Report every line of the records that contains the word "flower", matching its case exactly.

(Detection annotation records)
>> BEGIN

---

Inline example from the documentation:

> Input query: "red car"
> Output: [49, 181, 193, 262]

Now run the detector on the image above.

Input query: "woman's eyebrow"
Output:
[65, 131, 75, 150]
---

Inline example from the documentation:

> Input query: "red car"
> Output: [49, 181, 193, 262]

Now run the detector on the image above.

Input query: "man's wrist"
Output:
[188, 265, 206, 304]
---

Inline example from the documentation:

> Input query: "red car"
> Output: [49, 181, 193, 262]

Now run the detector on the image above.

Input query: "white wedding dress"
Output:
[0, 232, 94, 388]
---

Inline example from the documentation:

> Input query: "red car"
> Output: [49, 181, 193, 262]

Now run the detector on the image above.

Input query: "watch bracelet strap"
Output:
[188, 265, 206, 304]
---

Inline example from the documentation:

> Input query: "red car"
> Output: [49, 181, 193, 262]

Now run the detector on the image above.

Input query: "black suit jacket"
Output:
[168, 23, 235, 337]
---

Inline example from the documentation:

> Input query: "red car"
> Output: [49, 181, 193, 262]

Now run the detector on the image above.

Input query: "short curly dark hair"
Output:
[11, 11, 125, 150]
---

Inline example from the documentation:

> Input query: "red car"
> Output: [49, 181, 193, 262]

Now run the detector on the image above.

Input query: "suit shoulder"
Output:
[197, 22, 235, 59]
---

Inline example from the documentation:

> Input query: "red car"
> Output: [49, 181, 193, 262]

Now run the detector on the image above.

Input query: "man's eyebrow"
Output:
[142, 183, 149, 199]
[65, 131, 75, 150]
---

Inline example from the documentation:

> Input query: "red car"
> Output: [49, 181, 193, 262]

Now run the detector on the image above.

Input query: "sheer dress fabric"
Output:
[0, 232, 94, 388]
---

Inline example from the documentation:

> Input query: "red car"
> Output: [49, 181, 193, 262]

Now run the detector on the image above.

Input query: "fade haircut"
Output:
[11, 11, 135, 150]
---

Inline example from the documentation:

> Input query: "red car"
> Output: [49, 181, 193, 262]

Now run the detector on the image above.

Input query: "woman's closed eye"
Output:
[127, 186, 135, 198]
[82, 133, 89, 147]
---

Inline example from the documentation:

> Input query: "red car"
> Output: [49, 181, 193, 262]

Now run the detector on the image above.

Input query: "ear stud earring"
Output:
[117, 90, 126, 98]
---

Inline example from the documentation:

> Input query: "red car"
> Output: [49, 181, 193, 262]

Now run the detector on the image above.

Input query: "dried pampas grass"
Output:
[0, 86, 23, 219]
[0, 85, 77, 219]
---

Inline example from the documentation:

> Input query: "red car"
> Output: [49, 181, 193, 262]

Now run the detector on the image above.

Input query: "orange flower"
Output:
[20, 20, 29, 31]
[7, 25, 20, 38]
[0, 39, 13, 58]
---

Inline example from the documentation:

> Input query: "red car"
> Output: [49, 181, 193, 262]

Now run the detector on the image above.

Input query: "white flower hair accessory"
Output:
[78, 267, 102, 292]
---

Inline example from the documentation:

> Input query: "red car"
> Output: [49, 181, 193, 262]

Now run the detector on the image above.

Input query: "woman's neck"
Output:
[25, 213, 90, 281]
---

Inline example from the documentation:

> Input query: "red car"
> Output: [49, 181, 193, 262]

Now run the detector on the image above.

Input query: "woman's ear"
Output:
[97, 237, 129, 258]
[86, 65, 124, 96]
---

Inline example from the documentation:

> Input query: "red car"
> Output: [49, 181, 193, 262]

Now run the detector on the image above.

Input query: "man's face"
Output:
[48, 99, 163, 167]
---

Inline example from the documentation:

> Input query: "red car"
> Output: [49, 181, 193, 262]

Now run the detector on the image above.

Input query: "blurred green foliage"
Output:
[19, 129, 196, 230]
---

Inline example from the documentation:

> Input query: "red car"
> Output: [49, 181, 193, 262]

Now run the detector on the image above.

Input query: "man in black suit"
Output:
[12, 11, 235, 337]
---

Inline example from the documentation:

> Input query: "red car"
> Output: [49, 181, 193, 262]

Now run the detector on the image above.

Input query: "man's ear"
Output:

>> END

**WRITTEN RESPONSE**:
Input query: "orange flower"
Input query: "white flower hair accessory"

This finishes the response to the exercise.